* [DATA SHOWN]
•••••

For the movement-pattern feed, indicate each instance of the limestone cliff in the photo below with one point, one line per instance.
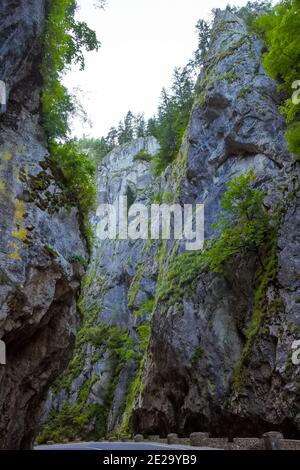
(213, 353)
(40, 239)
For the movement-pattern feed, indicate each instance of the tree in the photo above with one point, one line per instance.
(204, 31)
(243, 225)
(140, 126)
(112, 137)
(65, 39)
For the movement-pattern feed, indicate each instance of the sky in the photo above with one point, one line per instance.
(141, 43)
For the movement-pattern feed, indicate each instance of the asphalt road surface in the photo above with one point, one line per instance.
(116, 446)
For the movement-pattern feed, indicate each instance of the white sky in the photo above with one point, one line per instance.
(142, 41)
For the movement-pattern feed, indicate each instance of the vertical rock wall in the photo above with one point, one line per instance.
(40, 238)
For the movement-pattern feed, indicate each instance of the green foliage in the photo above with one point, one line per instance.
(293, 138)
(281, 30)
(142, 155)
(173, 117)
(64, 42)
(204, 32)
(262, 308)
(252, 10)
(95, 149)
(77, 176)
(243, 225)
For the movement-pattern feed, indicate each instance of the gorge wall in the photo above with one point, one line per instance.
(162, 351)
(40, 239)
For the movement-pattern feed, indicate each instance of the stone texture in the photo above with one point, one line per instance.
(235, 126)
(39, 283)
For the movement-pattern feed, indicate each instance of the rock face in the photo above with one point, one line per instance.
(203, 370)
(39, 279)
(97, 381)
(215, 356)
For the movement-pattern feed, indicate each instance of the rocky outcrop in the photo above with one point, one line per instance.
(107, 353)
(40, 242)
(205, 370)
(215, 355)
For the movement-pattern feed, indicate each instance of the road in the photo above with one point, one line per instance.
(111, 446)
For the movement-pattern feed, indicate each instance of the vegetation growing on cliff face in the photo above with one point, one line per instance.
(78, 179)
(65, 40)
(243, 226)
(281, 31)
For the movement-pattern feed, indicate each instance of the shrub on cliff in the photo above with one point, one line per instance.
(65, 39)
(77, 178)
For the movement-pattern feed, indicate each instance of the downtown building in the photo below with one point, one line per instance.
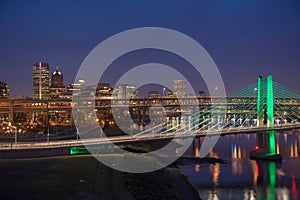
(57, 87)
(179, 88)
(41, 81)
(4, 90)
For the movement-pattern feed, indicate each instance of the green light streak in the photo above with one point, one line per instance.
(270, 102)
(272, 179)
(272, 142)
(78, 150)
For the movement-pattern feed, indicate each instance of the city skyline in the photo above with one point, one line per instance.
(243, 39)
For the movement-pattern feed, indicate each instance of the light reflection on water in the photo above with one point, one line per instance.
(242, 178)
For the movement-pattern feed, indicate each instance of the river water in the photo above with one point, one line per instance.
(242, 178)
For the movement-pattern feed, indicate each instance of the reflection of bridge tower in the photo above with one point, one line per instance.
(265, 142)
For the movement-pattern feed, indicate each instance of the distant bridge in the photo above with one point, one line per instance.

•••••

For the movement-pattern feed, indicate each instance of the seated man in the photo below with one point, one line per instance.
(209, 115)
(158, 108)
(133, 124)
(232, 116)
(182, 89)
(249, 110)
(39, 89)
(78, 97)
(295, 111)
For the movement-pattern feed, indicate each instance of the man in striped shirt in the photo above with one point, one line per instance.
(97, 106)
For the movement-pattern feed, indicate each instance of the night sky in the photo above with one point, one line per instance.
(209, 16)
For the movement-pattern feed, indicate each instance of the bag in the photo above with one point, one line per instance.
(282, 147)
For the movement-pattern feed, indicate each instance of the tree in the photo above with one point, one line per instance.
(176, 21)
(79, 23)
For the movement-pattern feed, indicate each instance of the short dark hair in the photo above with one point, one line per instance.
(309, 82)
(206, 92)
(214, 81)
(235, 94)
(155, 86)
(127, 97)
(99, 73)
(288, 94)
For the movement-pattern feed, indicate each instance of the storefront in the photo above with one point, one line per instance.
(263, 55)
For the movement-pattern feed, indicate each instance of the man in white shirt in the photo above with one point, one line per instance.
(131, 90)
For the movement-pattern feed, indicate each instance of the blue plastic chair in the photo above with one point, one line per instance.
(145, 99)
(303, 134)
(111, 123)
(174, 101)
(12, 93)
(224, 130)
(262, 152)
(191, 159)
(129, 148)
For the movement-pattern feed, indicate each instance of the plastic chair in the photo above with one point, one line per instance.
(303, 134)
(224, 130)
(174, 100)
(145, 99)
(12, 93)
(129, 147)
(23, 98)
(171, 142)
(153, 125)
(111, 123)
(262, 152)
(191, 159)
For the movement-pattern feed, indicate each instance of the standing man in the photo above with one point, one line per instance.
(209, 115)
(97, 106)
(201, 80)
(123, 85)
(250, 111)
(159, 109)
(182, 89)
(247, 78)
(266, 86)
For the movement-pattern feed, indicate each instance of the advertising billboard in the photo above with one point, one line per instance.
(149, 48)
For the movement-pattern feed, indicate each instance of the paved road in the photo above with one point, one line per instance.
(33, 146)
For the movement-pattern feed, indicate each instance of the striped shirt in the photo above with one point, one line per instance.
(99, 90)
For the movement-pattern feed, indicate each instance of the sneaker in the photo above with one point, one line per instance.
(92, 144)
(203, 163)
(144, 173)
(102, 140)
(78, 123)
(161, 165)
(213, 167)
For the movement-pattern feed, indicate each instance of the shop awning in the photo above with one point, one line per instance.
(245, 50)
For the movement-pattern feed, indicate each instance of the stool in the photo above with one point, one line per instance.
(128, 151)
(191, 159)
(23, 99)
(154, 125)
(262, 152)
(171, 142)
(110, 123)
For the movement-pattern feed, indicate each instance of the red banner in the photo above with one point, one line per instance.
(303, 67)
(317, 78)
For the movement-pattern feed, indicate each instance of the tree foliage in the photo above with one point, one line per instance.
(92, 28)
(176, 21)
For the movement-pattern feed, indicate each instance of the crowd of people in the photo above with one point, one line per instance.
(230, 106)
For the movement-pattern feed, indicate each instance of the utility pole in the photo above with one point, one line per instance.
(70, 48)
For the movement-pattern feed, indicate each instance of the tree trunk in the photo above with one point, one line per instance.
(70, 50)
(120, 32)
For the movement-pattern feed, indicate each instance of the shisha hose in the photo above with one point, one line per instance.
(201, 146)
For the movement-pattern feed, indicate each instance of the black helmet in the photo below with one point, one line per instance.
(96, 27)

•••••

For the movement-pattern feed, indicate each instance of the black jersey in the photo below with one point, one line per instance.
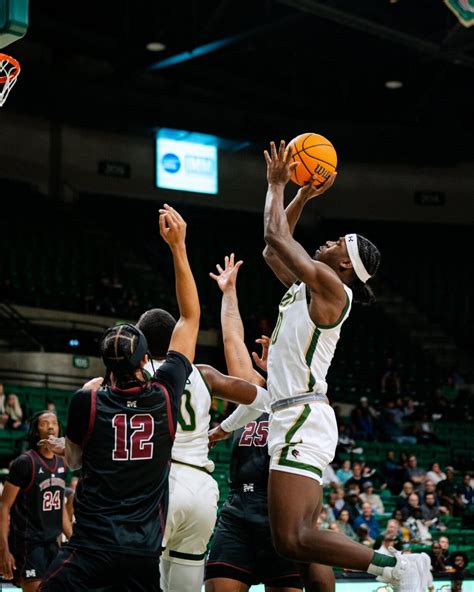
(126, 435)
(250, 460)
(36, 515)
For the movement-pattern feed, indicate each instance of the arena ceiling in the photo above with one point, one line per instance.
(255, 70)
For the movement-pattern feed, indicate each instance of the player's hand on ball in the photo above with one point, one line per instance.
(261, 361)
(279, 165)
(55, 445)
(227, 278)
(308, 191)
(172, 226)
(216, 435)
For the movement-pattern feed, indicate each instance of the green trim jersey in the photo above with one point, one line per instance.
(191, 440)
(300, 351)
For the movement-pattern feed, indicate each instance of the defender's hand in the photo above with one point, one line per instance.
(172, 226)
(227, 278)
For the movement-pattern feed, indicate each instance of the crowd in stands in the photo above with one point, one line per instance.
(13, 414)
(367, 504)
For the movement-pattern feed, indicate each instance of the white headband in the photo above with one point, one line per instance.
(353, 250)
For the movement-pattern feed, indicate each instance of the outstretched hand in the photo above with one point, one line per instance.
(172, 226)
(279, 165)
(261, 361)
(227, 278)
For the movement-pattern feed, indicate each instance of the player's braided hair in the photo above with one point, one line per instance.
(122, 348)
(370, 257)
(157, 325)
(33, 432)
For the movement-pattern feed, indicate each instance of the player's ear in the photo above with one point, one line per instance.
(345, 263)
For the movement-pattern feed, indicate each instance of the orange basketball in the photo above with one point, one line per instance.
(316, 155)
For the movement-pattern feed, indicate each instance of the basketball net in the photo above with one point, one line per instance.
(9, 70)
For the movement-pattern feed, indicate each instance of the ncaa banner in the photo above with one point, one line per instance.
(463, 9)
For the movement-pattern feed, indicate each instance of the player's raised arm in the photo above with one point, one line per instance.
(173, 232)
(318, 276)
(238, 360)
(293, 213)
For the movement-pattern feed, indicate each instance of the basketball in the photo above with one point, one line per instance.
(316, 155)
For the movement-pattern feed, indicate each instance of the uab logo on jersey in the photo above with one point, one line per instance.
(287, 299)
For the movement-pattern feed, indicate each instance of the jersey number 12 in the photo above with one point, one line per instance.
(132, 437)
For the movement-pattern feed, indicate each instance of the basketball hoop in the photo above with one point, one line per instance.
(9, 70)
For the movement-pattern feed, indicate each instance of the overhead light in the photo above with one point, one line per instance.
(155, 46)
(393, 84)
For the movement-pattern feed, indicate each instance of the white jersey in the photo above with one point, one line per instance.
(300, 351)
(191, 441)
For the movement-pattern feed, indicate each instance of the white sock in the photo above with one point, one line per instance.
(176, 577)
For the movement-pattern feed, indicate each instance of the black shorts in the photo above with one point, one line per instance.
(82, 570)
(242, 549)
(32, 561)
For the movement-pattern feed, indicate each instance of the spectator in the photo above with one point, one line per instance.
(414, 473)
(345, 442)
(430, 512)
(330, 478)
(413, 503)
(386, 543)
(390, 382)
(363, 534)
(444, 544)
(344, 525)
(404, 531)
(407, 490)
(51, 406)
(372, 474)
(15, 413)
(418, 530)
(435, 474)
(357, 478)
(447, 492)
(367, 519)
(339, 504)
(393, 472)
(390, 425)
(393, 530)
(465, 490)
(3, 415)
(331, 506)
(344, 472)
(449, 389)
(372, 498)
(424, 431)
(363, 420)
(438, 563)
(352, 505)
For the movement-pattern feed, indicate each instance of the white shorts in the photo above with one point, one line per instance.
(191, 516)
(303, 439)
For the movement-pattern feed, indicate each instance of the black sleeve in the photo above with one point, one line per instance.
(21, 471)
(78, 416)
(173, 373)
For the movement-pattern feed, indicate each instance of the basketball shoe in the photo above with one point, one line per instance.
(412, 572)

•••••

* [WORK TO COMPLETE]
Please collect every line in the rows above that contains the word "reflection", matching case exactly.

* [EXERCISE SOLUTION]
For the movement-pattern feed, indicate each instance of the light reflection on water in the photo above with one point, one line per instance.
For the movement-pattern feed, indicate each instance of the reflection of bridge tower in the photo above with one point, one line per instance.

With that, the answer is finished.